(Task) Reproduce, without alteration, the part of the items that opens with the line containing "find | tail feather" and closes with the line containing "column 162, row 108", both of those lines included.

──────── Available records ────────

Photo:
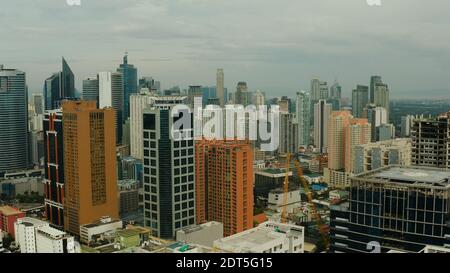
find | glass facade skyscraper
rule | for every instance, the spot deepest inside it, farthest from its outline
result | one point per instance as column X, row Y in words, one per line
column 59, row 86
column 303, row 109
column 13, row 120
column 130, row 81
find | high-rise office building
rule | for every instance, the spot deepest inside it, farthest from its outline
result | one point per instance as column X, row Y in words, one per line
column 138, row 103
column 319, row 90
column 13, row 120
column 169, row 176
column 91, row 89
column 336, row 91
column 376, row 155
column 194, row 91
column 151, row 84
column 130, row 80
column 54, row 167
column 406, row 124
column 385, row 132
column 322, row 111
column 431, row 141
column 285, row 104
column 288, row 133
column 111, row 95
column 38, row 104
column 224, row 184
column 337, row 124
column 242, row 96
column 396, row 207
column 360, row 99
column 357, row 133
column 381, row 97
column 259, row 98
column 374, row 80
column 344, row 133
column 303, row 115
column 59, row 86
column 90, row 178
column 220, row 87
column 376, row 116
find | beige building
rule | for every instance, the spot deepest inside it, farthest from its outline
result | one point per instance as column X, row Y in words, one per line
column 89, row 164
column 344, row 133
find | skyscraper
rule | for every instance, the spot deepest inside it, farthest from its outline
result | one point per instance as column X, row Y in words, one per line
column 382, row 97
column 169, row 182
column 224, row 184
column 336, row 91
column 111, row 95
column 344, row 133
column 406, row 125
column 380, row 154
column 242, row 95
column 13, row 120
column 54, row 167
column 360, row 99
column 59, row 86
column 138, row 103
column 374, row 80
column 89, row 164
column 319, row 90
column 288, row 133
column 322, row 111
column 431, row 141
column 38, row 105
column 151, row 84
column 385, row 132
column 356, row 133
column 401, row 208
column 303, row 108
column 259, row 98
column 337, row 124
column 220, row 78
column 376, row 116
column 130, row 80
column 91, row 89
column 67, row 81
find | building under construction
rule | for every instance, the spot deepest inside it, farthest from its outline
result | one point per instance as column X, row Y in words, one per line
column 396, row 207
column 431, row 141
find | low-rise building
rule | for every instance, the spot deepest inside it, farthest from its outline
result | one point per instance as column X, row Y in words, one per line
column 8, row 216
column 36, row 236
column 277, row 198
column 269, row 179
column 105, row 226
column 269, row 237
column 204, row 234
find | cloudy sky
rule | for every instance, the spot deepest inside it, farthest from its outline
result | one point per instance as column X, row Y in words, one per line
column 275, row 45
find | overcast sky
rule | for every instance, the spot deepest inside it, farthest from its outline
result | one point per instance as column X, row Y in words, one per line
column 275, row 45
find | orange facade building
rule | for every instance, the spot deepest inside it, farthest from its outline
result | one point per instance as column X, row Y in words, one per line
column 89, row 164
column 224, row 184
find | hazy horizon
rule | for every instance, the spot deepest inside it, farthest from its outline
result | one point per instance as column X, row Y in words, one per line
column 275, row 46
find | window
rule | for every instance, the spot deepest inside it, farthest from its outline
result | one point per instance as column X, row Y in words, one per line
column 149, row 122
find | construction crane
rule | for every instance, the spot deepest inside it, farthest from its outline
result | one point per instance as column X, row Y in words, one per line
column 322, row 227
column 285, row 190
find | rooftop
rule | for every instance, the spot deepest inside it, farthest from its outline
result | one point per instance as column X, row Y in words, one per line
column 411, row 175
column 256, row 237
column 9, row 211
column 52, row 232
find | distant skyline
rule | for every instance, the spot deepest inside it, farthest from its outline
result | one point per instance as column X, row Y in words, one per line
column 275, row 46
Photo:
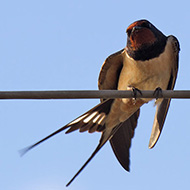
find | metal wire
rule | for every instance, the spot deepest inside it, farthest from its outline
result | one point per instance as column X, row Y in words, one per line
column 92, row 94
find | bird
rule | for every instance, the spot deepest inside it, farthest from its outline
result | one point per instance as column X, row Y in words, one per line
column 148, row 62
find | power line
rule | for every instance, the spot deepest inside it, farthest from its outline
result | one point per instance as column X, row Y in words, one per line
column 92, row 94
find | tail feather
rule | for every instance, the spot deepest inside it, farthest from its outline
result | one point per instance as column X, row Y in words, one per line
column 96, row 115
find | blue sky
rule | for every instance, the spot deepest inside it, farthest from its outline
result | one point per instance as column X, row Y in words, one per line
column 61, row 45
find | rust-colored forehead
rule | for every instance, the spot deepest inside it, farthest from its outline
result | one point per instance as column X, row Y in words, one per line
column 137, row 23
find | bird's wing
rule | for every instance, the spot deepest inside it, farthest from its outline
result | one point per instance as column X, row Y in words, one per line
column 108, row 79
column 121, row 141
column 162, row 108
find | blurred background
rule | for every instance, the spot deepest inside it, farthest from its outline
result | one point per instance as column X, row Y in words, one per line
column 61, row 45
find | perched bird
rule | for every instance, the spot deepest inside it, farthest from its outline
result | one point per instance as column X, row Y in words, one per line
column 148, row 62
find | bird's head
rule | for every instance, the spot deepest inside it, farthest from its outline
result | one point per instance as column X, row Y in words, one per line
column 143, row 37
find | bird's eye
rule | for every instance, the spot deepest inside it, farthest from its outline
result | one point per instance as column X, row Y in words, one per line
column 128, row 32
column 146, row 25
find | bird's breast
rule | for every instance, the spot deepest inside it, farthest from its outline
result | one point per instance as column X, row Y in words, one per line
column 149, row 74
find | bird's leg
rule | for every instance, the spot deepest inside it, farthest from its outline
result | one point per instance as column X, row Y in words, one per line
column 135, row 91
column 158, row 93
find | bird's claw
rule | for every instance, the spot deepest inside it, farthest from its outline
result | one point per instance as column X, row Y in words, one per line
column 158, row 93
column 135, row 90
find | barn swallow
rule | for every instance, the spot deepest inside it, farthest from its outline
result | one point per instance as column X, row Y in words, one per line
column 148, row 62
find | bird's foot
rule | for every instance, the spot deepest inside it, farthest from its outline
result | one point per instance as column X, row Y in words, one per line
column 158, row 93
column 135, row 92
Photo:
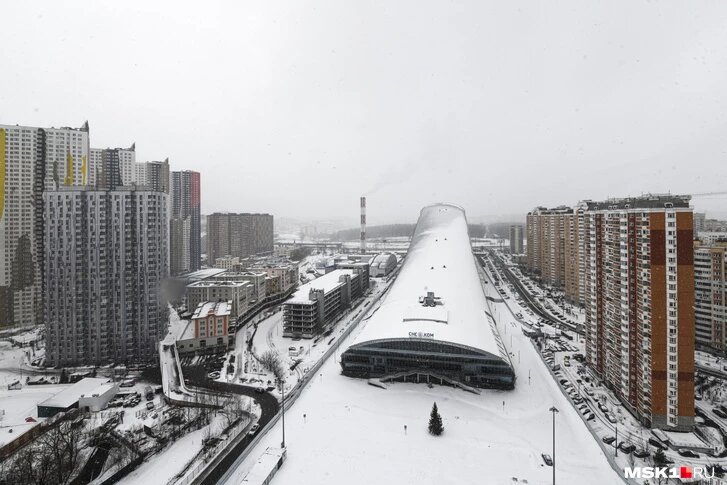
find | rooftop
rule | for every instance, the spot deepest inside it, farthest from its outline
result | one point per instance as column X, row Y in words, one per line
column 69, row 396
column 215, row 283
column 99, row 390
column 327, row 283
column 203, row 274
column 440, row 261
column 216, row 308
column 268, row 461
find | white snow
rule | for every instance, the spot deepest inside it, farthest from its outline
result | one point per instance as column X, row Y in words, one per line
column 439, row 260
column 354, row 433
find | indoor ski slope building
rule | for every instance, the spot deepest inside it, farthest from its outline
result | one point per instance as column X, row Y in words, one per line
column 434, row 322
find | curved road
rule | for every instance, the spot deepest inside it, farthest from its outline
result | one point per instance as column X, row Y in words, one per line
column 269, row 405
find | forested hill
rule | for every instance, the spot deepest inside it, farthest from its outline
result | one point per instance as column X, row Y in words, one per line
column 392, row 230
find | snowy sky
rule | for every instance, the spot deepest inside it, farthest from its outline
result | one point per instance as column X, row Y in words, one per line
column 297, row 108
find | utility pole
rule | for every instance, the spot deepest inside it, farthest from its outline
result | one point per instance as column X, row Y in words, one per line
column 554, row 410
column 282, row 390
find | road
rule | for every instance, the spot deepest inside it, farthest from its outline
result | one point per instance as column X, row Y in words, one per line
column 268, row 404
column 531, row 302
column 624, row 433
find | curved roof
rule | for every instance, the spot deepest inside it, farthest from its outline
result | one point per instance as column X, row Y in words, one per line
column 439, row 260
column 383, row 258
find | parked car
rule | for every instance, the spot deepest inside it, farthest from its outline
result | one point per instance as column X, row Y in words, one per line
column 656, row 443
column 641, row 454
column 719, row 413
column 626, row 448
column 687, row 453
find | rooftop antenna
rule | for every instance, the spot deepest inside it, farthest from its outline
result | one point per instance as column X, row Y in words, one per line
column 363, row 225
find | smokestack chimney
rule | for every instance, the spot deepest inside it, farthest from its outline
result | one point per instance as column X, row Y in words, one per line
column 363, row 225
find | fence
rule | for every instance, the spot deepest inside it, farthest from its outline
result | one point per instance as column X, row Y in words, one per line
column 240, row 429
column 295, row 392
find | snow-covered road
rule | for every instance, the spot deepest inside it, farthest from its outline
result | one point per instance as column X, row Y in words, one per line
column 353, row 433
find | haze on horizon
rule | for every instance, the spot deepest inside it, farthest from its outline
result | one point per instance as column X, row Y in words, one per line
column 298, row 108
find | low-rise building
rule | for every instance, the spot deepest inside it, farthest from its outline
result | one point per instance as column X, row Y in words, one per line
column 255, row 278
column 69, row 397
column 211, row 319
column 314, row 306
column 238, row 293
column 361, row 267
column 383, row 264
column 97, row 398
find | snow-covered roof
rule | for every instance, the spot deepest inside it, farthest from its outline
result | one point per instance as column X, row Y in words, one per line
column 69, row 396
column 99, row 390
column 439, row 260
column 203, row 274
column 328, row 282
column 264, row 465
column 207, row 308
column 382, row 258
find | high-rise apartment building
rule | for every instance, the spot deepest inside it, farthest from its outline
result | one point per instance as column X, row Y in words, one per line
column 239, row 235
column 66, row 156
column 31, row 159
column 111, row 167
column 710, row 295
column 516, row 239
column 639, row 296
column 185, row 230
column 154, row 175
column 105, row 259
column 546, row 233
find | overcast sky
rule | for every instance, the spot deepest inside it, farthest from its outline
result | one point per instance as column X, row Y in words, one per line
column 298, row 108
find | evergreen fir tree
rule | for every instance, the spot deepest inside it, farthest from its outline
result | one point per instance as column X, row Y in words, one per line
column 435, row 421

────────

(Solution)
find | tail feather
rule | for every instance, the spot deepest inside it, farthest from its outline
result | one point per instance as column X, row Y in words, one per line
column 96, row 115
find | blue sky
rule | for every instance, the spot deepest inside it, farthest from its outline
result | one point per instance as column X, row Y in words, one per line
column 61, row 45
find | rust-colored forehead
rule | for every instance, the spot deepest inside it, farthest from its outline
result | one point per instance as column X, row Y in words, one per line
column 137, row 23
find | bird's wing
rule | for every instance, the spot deepest inside it, farthest from its outline
result | one point per instance as column X, row Y in words, one per line
column 108, row 79
column 121, row 141
column 162, row 108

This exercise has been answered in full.